### Given instruction
Everything from the line that contains "For the test set, locate each instance of the turret" through the last line of the listing must be copied exactly, with both of those lines included and no others.

:: Available data

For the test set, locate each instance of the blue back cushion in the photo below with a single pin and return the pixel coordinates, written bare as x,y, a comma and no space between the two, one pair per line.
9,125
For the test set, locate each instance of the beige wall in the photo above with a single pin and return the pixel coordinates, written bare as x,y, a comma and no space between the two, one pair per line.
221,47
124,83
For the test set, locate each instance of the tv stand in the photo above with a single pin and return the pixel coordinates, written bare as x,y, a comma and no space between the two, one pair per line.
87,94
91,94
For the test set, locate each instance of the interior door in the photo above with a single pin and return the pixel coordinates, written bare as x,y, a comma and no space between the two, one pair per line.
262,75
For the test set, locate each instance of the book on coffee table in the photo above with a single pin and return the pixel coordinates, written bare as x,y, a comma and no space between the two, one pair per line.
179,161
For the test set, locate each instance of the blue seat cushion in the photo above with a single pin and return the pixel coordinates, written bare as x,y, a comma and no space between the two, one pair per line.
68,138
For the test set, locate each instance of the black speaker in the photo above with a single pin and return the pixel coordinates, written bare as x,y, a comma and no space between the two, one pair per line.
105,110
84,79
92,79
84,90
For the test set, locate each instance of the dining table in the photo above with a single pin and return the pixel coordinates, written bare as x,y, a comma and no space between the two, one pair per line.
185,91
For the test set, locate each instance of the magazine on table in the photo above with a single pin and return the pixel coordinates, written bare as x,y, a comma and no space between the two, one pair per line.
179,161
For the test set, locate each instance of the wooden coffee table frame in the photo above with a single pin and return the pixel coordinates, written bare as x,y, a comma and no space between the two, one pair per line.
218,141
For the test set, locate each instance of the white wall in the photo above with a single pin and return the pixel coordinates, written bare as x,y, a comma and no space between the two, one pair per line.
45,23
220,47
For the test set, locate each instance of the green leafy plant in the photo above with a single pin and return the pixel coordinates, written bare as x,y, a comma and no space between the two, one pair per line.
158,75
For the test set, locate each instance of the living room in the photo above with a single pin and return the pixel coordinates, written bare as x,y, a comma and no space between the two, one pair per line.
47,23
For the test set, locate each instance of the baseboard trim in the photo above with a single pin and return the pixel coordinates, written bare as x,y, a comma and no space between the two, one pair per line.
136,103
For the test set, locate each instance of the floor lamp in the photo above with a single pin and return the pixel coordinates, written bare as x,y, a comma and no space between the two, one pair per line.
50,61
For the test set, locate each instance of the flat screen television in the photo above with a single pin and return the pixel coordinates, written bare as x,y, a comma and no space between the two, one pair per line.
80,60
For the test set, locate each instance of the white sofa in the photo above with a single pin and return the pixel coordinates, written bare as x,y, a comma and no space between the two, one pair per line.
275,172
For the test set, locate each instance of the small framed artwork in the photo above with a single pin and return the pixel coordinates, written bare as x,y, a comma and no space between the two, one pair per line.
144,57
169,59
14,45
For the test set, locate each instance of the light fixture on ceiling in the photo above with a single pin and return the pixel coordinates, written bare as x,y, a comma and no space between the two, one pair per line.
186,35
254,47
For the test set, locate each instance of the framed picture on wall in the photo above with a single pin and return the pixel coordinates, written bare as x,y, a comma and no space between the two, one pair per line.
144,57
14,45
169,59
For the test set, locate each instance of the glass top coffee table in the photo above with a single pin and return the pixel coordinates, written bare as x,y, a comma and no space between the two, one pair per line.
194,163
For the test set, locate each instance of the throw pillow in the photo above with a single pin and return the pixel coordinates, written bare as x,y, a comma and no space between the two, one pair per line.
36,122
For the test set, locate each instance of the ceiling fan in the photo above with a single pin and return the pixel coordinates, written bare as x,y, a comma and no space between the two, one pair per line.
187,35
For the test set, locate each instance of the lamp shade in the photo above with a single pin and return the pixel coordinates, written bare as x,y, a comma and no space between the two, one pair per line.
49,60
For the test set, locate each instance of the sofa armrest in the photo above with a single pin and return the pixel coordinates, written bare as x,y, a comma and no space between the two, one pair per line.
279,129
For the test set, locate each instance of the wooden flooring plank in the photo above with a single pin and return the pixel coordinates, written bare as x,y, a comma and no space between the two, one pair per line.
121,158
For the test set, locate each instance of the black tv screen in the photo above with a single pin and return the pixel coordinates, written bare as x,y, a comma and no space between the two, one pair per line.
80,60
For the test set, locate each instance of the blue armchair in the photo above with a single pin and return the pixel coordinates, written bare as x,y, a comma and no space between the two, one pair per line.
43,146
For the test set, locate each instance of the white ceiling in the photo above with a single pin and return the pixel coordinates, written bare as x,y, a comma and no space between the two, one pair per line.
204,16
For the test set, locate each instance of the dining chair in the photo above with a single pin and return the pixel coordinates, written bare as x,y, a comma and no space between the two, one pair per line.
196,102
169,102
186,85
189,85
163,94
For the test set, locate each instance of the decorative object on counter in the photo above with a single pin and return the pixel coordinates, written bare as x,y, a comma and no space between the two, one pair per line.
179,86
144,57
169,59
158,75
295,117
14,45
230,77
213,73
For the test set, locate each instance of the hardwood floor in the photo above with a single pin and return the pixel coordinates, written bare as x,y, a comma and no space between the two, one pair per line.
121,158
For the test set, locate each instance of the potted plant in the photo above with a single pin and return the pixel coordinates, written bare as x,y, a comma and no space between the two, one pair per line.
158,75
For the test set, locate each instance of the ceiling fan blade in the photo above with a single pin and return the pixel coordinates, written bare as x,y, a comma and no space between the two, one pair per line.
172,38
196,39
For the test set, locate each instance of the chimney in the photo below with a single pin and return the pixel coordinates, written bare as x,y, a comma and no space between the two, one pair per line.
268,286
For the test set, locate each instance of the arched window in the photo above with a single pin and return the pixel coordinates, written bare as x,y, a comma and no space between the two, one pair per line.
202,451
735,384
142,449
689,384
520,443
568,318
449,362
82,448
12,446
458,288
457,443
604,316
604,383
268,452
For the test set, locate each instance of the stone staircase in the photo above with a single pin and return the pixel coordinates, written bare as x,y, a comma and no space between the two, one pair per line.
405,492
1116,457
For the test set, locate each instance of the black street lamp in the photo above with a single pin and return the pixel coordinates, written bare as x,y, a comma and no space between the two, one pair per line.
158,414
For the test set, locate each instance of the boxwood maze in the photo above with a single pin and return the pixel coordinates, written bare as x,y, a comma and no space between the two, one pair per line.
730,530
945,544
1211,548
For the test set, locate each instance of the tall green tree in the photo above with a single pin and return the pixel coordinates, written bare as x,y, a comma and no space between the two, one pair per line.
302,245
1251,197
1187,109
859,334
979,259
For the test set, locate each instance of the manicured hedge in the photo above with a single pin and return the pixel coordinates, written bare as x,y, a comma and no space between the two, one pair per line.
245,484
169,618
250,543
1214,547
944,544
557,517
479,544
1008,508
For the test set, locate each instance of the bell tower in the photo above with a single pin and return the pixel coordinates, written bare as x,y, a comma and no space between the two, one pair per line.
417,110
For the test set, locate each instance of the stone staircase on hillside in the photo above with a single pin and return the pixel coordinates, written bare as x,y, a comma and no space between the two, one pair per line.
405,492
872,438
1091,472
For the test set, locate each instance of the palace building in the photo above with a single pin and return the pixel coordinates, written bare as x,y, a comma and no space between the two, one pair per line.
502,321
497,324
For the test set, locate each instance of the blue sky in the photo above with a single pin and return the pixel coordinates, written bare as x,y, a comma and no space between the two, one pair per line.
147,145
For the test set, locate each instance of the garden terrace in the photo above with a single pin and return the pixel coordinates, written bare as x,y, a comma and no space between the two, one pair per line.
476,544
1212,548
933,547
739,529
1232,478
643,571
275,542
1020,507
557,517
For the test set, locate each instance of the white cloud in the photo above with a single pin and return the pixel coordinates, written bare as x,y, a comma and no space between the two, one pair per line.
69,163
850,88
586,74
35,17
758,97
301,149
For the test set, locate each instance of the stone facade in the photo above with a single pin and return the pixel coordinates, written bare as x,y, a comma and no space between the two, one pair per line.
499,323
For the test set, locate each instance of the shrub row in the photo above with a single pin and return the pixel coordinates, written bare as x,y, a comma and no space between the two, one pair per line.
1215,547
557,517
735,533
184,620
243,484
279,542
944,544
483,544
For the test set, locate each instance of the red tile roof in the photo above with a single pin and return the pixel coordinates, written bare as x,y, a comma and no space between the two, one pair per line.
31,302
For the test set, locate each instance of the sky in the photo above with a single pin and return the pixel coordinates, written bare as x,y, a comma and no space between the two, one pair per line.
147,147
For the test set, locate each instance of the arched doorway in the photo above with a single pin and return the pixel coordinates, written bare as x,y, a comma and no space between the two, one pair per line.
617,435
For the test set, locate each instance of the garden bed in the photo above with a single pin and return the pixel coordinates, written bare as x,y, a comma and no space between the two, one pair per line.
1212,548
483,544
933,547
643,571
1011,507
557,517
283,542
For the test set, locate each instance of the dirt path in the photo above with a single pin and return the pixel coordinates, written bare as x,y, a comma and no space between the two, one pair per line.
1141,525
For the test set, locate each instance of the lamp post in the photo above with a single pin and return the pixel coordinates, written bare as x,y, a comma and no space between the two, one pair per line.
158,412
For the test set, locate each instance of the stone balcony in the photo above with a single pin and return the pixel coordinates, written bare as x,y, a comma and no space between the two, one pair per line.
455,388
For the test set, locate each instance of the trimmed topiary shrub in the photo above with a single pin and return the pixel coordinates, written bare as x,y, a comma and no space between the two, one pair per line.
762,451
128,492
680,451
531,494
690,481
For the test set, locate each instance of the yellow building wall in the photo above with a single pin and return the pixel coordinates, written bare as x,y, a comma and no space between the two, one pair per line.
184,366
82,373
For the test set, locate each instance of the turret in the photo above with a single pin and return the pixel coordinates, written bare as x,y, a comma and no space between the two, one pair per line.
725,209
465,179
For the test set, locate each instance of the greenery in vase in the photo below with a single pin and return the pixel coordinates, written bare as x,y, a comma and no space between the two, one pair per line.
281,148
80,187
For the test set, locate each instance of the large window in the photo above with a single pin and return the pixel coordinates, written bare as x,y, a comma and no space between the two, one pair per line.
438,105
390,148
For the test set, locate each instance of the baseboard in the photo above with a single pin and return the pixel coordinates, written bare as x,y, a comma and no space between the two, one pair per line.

::::

### Result
For the test set, locate each instance of the turret in the photo above with a single pin and return the pixel coordinates, written bare as x,y, a comma and no space between the two, one pair per line.
725,209
465,179
For the test set, locate each instance of the greenery in vase in the photo below with a single pin and return the pixel coordinates, written bare as x,y, a comma and no space between the two, one pair per line.
281,148
80,187
For the test set, locate each instance of the large window in the photo above with a single pin and return the pixel coordinates, written bare as x,y, a comma and no space between the two, one pair per line.
438,105
390,148
For the test set, locate each instance of the baseboard in the photo above with a single pin and return the pixel coordinates, written bare as x,y, a comma and no space between the two, one pair per line.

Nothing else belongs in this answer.